### What is expected
Render every line of the rows below as a JSON list of strings, one string per line, leaving out blank lines.

── Records for the exercise ──

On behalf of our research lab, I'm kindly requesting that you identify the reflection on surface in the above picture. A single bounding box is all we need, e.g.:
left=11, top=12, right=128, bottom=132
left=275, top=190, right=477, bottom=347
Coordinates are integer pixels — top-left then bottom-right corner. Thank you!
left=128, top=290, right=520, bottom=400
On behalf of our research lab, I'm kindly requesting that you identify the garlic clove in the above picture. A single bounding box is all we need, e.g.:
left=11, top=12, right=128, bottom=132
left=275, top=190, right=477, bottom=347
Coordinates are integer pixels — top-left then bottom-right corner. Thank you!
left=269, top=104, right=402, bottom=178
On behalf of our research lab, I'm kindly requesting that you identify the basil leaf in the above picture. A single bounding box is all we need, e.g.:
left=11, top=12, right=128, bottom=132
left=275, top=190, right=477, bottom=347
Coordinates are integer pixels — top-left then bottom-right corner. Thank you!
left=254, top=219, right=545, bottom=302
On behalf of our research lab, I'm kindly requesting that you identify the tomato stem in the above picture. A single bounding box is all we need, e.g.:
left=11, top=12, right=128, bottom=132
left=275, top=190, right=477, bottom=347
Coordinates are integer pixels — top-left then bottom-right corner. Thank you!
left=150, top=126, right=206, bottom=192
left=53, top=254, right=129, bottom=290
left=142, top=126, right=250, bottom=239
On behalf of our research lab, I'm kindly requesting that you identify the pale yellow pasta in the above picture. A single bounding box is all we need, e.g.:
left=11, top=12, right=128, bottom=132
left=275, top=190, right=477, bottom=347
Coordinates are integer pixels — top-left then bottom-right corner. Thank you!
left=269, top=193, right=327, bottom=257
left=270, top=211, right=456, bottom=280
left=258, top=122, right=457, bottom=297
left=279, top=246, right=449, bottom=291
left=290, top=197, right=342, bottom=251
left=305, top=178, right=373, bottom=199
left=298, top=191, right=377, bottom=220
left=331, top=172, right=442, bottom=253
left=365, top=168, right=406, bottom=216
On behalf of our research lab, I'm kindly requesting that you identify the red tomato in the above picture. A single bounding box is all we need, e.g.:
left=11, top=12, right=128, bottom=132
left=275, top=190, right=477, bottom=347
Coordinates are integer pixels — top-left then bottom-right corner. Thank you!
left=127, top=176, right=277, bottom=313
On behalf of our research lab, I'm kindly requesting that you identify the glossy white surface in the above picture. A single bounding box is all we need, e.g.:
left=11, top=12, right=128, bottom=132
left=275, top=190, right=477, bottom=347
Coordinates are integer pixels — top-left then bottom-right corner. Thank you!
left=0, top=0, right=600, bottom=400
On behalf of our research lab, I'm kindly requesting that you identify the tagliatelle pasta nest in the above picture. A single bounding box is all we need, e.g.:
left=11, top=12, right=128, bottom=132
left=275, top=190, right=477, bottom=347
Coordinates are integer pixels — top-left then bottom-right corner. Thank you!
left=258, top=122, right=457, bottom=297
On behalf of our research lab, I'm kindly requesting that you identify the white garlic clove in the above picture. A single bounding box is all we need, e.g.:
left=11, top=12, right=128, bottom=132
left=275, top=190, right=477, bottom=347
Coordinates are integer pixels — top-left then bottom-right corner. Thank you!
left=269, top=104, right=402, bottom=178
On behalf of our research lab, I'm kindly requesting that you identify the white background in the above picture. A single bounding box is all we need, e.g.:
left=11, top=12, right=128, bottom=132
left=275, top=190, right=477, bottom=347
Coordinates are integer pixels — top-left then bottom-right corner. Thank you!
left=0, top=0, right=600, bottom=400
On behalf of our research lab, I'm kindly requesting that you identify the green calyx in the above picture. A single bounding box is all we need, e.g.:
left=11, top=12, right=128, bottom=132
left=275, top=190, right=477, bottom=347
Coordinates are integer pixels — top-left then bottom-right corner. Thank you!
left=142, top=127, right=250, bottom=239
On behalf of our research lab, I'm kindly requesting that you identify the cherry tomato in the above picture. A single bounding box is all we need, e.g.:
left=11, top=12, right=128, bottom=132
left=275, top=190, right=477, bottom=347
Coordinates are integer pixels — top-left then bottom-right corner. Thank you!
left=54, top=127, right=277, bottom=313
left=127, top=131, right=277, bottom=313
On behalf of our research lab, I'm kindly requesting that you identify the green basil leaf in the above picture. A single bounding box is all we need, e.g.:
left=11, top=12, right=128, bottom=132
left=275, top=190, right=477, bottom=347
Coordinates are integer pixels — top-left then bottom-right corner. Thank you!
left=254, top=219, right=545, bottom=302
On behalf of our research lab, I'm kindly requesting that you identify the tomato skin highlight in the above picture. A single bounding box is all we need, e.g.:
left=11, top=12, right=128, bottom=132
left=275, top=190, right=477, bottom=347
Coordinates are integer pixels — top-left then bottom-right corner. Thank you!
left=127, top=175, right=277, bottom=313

───

### Full answer
[
  "On behalf of our research lab, I'm kindly requesting that you identify the reflection on surface in the above picture. A single bounding box is all we need, e.g.:",
  "left=11, top=12, right=128, bottom=132",
  "left=275, top=190, right=477, bottom=347",
  "Coordinates are integer pixels — top-left then bottom-right corner. Thank you!",
  "left=128, top=290, right=520, bottom=400",
  "On behalf of our research lab, I'm kindly requesting that you identify the garlic clove in the above picture. A single bounding box is all we need, e.g.:",
  "left=11, top=12, right=128, bottom=132",
  "left=275, top=190, right=477, bottom=347",
  "Coordinates are integer pixels — top-left then bottom-right corner. Thank you!",
  "left=269, top=104, right=402, bottom=178",
  "On behalf of our research lab, I'm kindly requesting that you identify the basil leaf in the above picture. A single bounding box is all we need, e.g.:",
  "left=11, top=12, right=128, bottom=132",
  "left=275, top=190, right=477, bottom=347",
  "Coordinates are integer pixels — top-left then bottom-right corner. Thank you!",
  "left=254, top=219, right=545, bottom=302",
  "On behalf of our research lab, I'm kindly requesting that you identify the tomato stem in the above picture. A single bounding box is all we need, e.g.:",
  "left=11, top=12, right=128, bottom=132",
  "left=275, top=190, right=477, bottom=347",
  "Coordinates are integer pixels — top-left then bottom-right corner. Thank you!",
  "left=150, top=126, right=206, bottom=192",
  "left=53, top=254, right=129, bottom=290",
  "left=142, top=126, right=250, bottom=239",
  "On behalf of our research lab, I'm kindly requesting that you identify the pale yellow pasta in the above picture. A single bounding box is all we need, e.g.:",
  "left=11, top=12, right=128, bottom=132",
  "left=275, top=190, right=477, bottom=347",
  "Coordinates are integer pixels — top-left then bottom-right corner. Thank you!",
  "left=269, top=193, right=327, bottom=257",
  "left=270, top=211, right=456, bottom=280",
  "left=258, top=122, right=457, bottom=297",
  "left=279, top=246, right=449, bottom=291",
  "left=290, top=197, right=342, bottom=251",
  "left=305, top=178, right=373, bottom=199",
  "left=298, top=191, right=377, bottom=220",
  "left=331, top=172, right=442, bottom=253",
  "left=365, top=168, right=406, bottom=216",
  "On behalf of our research lab, I'm kindly requesting that you identify the red tomato in the above picture. A single bounding box is all we need, e.g.:",
  "left=11, top=12, right=128, bottom=132",
  "left=275, top=190, right=477, bottom=347",
  "Coordinates are integer pixels — top-left then bottom-right corner. Thank you!",
  "left=127, top=176, right=277, bottom=313",
  "On behalf of our research lab, I'm kindly requesting that you identify the glossy white surface in the above picture. A single bounding box is all we need, e.g.:",
  "left=11, top=12, right=128, bottom=132",
  "left=275, top=190, right=477, bottom=347",
  "Coordinates are integer pixels — top-left then bottom-right corner. Thank you!",
  "left=0, top=0, right=600, bottom=400",
  "On behalf of our research lab, I'm kindly requesting that you identify the tagliatelle pasta nest in the above picture. A single bounding box is all we need, e.g.:",
  "left=11, top=12, right=128, bottom=132",
  "left=275, top=190, right=477, bottom=347",
  "Coordinates are integer pixels — top-left then bottom-right corner. Thank you!",
  "left=258, top=122, right=457, bottom=297",
  "On behalf of our research lab, I'm kindly requesting that you identify the white garlic clove in the above picture. A single bounding box is all we need, e.g.:",
  "left=11, top=12, right=128, bottom=132",
  "left=275, top=190, right=477, bottom=347",
  "Coordinates are integer pixels — top-left then bottom-right corner. Thank you!",
  "left=269, top=104, right=402, bottom=178",
  "On behalf of our research lab, I'm kindly requesting that you identify the white background in the above picture. A single bounding box is all we need, e.g.:",
  "left=11, top=12, right=128, bottom=132",
  "left=275, top=190, right=477, bottom=347",
  "Coordinates are integer pixels — top-left then bottom-right corner. Thank you!",
  "left=0, top=0, right=600, bottom=400",
  "On behalf of our research lab, I'm kindly requesting that you identify the green calyx in the above picture. A single bounding box is all we need, e.g.:",
  "left=11, top=12, right=128, bottom=132",
  "left=275, top=190, right=477, bottom=347",
  "Coordinates are integer pixels — top-left then bottom-right corner. Thank you!",
  "left=142, top=127, right=250, bottom=239",
  "On behalf of our research lab, I'm kindly requesting that you identify the cherry tomato in the above picture. A single bounding box is all we need, e.g.:",
  "left=11, top=12, right=128, bottom=132",
  "left=275, top=190, right=477, bottom=347",
  "Coordinates are integer pixels — top-left then bottom-right corner. Thank you!",
  "left=54, top=127, right=277, bottom=313",
  "left=127, top=131, right=277, bottom=313",
  "On behalf of our research lab, I'm kindly requesting that you identify the green basil leaf in the above picture. A single bounding box is all we need, e.g.:",
  "left=11, top=12, right=128, bottom=132",
  "left=275, top=190, right=477, bottom=347",
  "Coordinates are integer pixels — top-left then bottom-right corner. Thank you!",
  "left=254, top=219, right=545, bottom=302",
  "On behalf of our research lab, I'm kindly requesting that you identify the tomato skin highlight in the above picture. A single bounding box is all we need, e.g.:",
  "left=11, top=12, right=128, bottom=132",
  "left=275, top=190, right=477, bottom=347",
  "Coordinates are integer pixels — top-left then bottom-right corner. Thank you!",
  "left=127, top=175, right=277, bottom=313"
]